:: Records drawn from a dataset ::
--- START ---

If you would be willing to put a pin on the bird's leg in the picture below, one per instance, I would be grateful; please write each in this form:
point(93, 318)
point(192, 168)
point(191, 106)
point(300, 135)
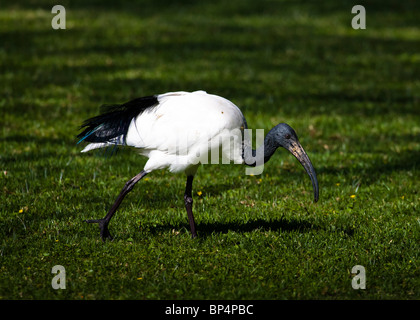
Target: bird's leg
point(188, 205)
point(103, 223)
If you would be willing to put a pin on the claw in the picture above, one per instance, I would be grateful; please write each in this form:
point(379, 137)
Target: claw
point(103, 226)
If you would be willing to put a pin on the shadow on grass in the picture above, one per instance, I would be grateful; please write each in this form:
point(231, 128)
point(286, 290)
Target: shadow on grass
point(207, 229)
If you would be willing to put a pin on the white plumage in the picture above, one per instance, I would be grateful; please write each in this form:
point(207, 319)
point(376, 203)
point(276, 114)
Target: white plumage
point(180, 130)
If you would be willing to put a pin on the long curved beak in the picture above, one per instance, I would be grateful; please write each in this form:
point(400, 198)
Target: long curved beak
point(297, 150)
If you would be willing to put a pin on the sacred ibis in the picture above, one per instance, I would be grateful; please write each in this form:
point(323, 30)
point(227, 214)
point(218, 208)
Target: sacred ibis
point(180, 131)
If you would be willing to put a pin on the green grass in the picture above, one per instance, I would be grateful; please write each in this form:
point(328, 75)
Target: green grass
point(352, 96)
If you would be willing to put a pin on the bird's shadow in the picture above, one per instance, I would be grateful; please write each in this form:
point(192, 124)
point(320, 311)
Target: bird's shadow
point(206, 229)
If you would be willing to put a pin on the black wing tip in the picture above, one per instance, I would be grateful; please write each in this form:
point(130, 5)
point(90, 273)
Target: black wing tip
point(114, 120)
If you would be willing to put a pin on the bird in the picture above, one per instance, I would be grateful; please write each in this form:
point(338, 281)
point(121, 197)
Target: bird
point(180, 131)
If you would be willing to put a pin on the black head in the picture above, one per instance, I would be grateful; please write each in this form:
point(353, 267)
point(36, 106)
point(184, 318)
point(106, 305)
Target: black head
point(284, 136)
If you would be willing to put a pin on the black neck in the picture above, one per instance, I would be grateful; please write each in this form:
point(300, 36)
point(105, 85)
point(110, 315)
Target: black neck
point(260, 156)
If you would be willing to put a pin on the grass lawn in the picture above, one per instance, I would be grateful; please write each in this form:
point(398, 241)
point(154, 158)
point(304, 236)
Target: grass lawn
point(351, 95)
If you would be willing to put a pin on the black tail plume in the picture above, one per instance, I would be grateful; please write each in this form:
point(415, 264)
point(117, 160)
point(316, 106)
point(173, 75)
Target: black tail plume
point(114, 120)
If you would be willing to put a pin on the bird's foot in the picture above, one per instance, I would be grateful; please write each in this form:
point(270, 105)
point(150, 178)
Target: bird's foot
point(103, 226)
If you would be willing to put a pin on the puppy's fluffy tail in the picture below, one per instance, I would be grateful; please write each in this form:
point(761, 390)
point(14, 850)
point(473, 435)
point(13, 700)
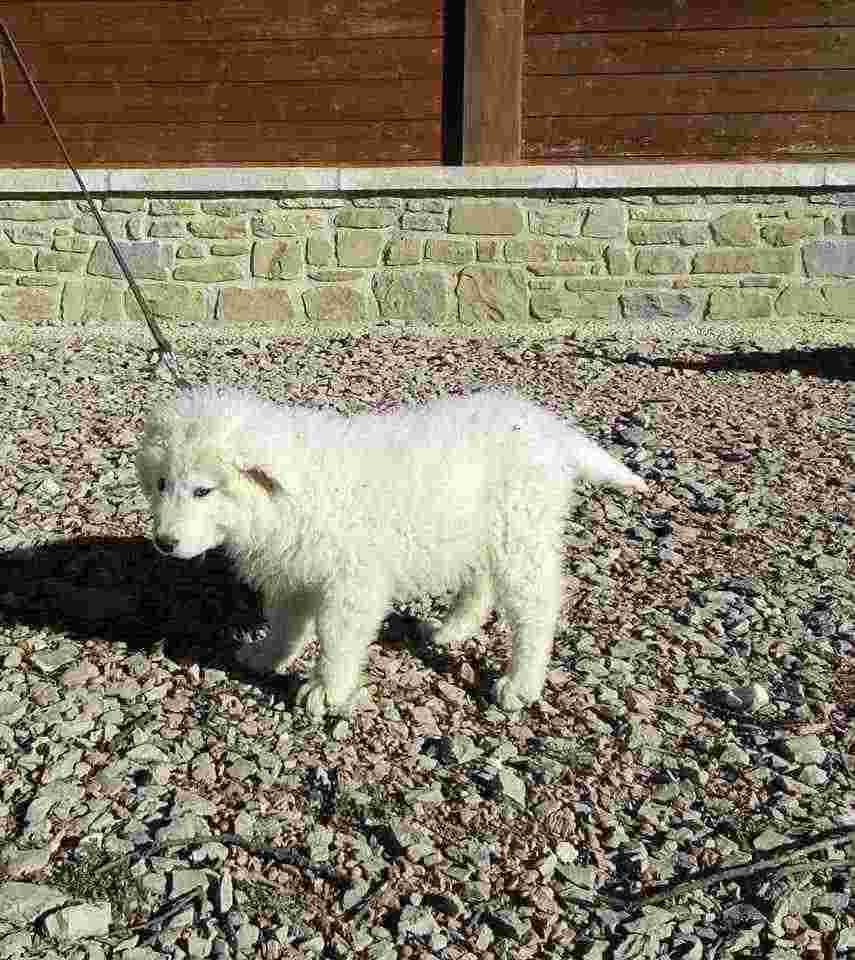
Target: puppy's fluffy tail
point(590, 462)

--- END ---

:: Task instructions ::
Scan the records above for the word "below". Copy each line that has it.

:: Completed exercise ::
If you would be willing to put a pin on the bird's leg in the picture below, one per instance, I would be grateful; please write each in this form:
If you would be willing to put a pin on the puppy's fluffy tail in the picture below, one per instance, I would be grateful; please write each in this form:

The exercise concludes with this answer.